Goal
List every line in the records below that contains the word "blue", copying each line in full.

Dataset records
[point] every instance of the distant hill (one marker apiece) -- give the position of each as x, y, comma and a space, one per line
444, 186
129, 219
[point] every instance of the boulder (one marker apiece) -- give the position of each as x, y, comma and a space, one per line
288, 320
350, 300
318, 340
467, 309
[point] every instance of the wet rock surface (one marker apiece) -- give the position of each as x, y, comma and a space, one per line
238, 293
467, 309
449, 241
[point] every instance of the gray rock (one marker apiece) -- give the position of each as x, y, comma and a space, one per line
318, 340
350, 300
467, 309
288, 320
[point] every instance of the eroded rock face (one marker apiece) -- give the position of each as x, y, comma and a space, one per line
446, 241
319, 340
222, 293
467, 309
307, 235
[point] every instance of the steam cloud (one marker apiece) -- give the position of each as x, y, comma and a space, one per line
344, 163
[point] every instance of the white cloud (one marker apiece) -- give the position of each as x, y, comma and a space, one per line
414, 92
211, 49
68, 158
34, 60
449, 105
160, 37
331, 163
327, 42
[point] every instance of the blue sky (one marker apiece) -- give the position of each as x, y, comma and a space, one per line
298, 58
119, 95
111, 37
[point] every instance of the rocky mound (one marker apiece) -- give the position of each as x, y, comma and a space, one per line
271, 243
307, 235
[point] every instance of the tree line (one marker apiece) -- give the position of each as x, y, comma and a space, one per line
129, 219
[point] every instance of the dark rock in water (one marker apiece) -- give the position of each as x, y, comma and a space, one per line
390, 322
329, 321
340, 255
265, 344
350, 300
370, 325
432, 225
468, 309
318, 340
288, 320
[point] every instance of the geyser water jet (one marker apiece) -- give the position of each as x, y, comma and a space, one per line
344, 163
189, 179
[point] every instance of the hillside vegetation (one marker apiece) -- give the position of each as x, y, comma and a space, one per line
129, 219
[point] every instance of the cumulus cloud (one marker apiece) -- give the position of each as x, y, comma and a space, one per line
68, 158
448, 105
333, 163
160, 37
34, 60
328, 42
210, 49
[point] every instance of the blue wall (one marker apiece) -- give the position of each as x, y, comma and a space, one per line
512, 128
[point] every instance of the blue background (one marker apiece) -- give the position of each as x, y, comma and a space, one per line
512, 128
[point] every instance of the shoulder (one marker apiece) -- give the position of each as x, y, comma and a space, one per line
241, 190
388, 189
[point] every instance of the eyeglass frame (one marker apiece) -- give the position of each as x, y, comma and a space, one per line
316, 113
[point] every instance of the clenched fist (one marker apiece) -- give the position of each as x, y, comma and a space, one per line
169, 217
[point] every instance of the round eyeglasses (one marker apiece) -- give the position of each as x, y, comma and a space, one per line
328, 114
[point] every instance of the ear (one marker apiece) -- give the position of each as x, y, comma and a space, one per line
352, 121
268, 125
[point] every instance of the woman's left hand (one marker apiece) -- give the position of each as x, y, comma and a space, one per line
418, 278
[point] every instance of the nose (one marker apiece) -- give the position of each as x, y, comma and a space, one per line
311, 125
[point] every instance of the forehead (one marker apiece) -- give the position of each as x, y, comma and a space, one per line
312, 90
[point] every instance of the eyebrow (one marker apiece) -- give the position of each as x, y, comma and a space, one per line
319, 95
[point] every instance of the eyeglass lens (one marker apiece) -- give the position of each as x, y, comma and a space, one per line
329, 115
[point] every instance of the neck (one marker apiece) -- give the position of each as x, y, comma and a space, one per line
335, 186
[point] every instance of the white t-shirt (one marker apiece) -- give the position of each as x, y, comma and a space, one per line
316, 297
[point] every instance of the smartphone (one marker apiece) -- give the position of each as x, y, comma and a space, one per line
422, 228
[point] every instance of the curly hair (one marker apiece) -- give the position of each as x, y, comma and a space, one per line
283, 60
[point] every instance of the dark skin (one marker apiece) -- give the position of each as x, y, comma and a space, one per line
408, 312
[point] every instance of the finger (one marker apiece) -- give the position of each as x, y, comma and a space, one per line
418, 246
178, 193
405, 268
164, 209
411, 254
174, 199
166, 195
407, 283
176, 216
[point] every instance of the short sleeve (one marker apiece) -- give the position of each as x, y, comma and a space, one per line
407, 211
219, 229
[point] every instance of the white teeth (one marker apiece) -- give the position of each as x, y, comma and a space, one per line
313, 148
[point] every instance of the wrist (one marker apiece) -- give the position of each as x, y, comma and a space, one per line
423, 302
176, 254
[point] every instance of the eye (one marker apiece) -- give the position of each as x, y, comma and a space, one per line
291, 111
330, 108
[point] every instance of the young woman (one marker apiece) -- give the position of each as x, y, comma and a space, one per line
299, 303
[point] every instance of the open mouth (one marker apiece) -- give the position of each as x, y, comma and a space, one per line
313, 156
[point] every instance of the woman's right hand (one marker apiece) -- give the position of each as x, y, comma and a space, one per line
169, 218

==

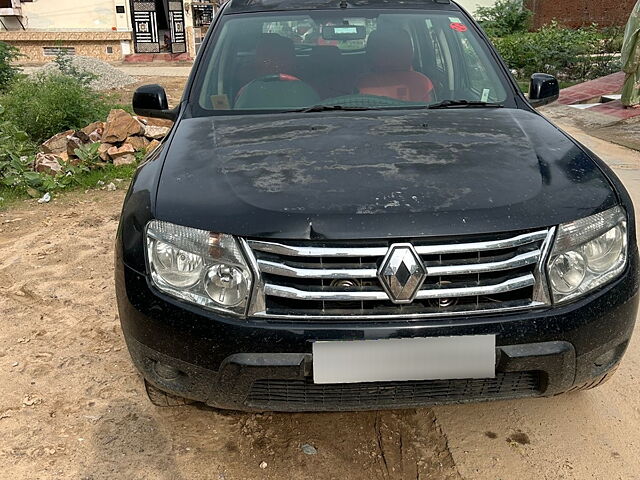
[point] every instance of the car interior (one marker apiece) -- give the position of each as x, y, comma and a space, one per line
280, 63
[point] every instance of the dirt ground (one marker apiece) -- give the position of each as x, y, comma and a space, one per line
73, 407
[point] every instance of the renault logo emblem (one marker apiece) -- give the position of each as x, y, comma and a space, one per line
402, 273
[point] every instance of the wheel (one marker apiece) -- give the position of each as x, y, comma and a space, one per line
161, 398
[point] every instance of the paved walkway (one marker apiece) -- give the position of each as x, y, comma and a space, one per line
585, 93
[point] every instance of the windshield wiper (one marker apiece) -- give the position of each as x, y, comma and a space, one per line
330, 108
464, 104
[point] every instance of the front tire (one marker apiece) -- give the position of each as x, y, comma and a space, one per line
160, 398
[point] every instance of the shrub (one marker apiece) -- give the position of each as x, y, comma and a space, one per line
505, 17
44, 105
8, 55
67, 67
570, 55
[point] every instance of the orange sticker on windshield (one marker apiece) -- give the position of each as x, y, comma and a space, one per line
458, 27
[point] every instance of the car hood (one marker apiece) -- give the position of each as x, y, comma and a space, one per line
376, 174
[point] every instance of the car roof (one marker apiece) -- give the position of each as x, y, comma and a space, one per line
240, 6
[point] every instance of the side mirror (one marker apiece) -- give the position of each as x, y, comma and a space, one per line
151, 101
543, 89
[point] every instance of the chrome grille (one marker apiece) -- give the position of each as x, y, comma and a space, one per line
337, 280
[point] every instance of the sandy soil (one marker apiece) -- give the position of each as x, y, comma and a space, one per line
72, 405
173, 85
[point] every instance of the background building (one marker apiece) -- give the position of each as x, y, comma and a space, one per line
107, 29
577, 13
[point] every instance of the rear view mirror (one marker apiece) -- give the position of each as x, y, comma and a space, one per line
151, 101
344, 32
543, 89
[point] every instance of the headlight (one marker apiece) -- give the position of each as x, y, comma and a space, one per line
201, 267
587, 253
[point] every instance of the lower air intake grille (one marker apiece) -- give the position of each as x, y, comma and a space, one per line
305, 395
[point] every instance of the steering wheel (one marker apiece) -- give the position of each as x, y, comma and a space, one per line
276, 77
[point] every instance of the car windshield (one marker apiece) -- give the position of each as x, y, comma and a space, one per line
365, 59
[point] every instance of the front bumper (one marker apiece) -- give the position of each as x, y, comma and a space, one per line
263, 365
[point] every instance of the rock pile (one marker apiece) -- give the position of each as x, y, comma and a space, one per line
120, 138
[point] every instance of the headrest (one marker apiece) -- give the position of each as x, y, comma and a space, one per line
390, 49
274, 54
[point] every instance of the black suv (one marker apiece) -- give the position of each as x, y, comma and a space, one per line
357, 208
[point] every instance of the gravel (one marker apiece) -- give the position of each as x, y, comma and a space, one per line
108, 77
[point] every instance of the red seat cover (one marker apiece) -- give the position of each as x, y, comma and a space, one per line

Complete response
[point] every instance of the blue sky (one marker apiece) -- give the position of each as x, y, comma and a space, one per line
[point] every instance of the blue wall (one marker apiece) -- give the position of each as x, y, comma and a space, one per line
[point] every instance of the blue background (one marker apiece) -- give the position of each as x, y, comma and a space, one per line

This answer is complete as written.